Point-per-instance localization data |
BEGIN
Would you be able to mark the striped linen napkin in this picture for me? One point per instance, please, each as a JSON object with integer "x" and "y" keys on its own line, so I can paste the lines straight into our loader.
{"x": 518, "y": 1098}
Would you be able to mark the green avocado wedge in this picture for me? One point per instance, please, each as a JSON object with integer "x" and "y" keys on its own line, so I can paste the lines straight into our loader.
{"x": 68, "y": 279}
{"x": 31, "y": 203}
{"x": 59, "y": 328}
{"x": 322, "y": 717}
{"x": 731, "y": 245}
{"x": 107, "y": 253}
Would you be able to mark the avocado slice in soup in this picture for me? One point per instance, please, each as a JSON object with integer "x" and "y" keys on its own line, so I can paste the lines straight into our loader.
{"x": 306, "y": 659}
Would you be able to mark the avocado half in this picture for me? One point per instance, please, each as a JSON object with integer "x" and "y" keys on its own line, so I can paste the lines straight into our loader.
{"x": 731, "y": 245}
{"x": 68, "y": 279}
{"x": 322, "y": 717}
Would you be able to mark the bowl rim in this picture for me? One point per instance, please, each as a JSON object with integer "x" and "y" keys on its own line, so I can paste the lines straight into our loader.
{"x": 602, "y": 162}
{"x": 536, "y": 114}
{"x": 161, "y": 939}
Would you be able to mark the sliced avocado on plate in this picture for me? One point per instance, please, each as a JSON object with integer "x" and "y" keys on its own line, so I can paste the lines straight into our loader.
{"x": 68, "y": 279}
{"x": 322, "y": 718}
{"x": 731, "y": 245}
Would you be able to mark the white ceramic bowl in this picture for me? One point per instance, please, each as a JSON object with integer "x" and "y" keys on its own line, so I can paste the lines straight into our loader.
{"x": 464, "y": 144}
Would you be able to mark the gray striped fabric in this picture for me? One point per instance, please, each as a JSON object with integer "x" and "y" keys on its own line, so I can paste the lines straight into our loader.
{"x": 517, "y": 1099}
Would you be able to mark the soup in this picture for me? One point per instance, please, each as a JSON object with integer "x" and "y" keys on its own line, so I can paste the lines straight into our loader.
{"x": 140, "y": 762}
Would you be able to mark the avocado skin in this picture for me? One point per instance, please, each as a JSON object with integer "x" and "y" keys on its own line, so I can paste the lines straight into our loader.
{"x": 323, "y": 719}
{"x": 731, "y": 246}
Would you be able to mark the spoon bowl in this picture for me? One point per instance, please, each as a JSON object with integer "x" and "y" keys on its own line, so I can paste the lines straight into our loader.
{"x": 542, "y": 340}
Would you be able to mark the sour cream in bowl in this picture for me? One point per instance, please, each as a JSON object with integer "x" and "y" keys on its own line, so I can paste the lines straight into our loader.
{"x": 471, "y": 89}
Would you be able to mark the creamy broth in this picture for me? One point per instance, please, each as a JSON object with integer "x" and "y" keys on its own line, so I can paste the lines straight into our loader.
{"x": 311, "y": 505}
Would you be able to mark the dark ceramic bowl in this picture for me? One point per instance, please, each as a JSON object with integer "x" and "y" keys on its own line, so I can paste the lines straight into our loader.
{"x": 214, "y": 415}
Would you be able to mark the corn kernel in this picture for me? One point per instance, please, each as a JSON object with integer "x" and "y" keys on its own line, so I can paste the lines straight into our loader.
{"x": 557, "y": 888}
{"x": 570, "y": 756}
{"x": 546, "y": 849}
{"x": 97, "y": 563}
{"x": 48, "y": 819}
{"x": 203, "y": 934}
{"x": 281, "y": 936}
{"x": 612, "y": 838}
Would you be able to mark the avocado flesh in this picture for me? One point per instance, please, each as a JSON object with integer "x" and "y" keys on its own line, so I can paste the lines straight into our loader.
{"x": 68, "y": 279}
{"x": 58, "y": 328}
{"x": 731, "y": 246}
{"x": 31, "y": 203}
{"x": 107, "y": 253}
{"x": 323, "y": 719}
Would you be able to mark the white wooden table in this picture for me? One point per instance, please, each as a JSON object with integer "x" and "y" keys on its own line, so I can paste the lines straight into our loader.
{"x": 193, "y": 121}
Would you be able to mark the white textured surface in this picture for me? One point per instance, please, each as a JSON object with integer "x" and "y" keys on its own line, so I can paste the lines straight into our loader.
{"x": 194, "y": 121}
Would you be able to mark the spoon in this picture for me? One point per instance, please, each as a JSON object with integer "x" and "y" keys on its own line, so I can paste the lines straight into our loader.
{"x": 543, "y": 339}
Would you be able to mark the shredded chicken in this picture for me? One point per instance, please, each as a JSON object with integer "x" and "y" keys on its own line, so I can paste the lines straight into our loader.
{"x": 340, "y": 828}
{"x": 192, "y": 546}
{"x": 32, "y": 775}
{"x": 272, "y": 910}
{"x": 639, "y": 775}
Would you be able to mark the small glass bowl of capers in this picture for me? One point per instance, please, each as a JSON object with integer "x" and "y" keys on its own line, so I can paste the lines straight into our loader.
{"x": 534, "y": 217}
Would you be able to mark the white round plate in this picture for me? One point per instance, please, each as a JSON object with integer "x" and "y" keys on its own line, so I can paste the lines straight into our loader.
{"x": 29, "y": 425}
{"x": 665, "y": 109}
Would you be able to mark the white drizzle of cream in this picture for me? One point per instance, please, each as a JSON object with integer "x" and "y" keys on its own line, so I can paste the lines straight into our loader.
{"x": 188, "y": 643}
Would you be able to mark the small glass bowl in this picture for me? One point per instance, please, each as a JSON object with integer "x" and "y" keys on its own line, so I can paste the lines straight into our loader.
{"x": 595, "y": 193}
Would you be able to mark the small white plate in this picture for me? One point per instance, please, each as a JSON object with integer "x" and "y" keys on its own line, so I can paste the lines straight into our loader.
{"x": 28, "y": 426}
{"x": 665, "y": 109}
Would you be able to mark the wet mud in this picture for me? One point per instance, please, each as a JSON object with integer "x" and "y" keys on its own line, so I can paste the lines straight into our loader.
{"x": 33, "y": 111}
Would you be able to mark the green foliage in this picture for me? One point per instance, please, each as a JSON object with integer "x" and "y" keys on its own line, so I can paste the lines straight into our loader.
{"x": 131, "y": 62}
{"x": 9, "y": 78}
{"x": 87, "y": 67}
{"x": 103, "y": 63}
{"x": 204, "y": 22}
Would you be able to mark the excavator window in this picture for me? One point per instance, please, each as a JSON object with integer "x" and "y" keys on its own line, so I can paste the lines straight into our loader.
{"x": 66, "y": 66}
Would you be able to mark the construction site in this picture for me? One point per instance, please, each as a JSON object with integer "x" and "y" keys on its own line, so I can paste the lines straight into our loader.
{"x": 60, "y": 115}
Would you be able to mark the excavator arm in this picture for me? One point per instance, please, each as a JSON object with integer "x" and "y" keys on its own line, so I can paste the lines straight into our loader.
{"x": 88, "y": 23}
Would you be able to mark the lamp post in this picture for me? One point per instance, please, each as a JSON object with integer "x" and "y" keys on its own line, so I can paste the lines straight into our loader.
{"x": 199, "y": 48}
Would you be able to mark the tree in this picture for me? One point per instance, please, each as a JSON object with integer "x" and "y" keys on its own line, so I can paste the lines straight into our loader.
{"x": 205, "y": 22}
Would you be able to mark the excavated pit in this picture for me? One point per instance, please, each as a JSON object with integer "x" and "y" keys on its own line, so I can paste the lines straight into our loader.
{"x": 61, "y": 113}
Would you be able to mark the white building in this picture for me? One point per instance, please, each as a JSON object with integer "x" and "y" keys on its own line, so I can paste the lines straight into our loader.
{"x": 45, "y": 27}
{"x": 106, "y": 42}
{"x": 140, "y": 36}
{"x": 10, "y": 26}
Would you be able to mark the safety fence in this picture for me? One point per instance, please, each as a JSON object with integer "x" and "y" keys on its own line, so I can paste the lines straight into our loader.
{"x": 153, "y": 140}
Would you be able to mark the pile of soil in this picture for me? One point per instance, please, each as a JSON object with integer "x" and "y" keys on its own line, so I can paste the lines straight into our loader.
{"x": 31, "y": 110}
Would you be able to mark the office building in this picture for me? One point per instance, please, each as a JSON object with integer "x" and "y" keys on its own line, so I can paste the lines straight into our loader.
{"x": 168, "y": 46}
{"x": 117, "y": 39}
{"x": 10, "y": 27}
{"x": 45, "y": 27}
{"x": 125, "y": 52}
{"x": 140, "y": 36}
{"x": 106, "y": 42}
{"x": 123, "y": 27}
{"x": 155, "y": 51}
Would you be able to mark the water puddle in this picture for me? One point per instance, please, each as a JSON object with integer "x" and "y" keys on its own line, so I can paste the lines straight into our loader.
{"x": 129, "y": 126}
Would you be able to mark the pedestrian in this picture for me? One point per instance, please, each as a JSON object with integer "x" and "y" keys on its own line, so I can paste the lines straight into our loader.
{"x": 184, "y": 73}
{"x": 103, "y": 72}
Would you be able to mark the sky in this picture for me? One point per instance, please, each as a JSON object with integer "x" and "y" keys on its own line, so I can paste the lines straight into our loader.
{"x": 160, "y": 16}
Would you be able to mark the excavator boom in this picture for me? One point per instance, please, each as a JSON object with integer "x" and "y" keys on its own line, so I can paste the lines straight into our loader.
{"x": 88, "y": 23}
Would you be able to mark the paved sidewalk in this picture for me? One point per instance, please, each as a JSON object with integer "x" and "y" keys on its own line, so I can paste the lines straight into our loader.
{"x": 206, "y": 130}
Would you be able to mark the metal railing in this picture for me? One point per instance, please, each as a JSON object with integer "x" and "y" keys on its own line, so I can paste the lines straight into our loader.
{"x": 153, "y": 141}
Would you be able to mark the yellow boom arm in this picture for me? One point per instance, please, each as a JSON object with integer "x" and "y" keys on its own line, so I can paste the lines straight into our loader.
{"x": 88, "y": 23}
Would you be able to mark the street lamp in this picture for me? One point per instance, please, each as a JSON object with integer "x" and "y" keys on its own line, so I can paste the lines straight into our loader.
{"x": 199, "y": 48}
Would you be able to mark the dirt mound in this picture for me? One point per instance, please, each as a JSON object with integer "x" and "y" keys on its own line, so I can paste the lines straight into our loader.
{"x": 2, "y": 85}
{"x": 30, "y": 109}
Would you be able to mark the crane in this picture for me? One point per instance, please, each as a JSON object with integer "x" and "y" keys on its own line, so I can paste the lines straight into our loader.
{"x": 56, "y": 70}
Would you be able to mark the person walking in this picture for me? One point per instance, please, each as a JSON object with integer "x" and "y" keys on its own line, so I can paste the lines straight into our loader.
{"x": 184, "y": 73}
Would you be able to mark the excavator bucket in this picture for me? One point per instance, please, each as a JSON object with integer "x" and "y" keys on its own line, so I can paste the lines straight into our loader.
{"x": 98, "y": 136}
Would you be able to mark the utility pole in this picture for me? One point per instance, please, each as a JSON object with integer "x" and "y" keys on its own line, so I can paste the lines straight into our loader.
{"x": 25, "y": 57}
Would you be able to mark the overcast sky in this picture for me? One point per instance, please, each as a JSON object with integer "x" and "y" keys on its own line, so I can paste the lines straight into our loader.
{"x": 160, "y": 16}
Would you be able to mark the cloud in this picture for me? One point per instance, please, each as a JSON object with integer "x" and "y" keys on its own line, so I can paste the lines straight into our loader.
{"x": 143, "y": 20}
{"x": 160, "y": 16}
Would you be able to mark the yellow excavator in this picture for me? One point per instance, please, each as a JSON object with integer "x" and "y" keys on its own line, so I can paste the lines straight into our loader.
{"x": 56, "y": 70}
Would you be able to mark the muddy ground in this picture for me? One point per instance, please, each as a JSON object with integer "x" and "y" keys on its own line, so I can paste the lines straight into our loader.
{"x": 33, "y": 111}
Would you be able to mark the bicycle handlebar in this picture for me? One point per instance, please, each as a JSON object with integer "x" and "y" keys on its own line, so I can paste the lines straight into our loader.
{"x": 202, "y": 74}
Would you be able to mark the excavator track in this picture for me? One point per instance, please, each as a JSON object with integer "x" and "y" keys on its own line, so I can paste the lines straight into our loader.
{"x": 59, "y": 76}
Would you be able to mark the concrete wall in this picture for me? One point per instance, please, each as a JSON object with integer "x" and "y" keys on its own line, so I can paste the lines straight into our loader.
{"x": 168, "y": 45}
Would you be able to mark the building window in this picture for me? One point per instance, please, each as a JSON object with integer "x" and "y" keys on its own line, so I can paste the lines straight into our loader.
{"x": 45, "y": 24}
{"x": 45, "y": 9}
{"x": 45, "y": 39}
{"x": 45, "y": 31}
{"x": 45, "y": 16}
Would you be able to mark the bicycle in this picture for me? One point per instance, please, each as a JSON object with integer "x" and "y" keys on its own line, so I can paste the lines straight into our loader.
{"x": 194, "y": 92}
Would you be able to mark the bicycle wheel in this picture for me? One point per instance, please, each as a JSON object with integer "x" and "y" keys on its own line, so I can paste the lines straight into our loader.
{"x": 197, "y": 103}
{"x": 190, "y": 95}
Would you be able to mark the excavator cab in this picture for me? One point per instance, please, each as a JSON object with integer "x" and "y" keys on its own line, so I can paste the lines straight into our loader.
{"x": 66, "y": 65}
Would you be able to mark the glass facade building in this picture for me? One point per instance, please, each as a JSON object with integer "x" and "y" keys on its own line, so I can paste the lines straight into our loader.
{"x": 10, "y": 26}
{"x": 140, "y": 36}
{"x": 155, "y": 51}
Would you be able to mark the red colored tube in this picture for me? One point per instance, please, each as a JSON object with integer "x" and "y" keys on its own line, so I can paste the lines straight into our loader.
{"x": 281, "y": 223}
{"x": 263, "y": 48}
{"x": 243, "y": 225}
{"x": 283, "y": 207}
END
TASK OBJECTIVE |
Your answer must be the line holding "Would you be able to mark the red" and every later line of the entries above, written out exactly, and nothing else.

WRITTEN RESPONSE |
Would you be able to mark the red colored tube in this picture for me? One point per instance, please, each as a JSON object with integer "x" and "y" keys on its own line, so I can paste the lines straight into our loader.
{"x": 281, "y": 223}
{"x": 263, "y": 48}
{"x": 243, "y": 225}
{"x": 283, "y": 207}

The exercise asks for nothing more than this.